WHAT IS ASKED:
Show every line below that contains the word "hair". Treat uppercase and lowercase letters as different.

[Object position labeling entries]
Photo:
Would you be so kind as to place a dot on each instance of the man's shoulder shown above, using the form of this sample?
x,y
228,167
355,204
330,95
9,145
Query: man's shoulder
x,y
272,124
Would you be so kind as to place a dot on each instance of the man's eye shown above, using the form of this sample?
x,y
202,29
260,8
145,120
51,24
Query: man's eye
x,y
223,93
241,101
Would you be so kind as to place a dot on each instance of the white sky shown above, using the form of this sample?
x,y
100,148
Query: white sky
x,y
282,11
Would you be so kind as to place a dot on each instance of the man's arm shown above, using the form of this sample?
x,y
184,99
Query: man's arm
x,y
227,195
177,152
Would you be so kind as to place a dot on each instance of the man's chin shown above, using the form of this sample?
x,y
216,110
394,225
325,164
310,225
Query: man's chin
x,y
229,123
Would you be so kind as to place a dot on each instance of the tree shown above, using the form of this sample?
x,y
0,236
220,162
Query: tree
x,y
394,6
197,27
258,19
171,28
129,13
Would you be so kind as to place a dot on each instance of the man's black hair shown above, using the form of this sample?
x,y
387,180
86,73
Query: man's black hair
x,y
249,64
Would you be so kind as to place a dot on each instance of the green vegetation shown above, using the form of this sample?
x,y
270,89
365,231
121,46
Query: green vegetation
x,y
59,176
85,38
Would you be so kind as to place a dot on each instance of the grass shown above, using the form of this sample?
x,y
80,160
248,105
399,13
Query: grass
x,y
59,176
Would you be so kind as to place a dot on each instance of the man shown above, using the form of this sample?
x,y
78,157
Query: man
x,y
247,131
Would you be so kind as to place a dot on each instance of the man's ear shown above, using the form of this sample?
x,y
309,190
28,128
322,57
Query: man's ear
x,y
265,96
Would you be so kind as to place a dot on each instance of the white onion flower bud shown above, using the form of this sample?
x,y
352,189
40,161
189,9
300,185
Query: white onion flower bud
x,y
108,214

==

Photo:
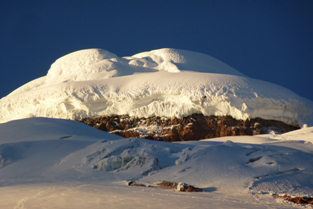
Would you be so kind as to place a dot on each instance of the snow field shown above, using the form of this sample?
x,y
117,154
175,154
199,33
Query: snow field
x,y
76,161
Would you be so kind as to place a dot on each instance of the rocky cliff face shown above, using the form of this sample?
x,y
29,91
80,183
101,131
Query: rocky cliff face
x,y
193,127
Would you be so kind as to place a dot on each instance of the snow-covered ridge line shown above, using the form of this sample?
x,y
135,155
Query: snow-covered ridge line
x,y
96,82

RESULT OF THIS EXERCISE:
Would you be so kind as to place a dot on each instance of the man's black hair shown above, using the form of this sample?
Query: man's black hair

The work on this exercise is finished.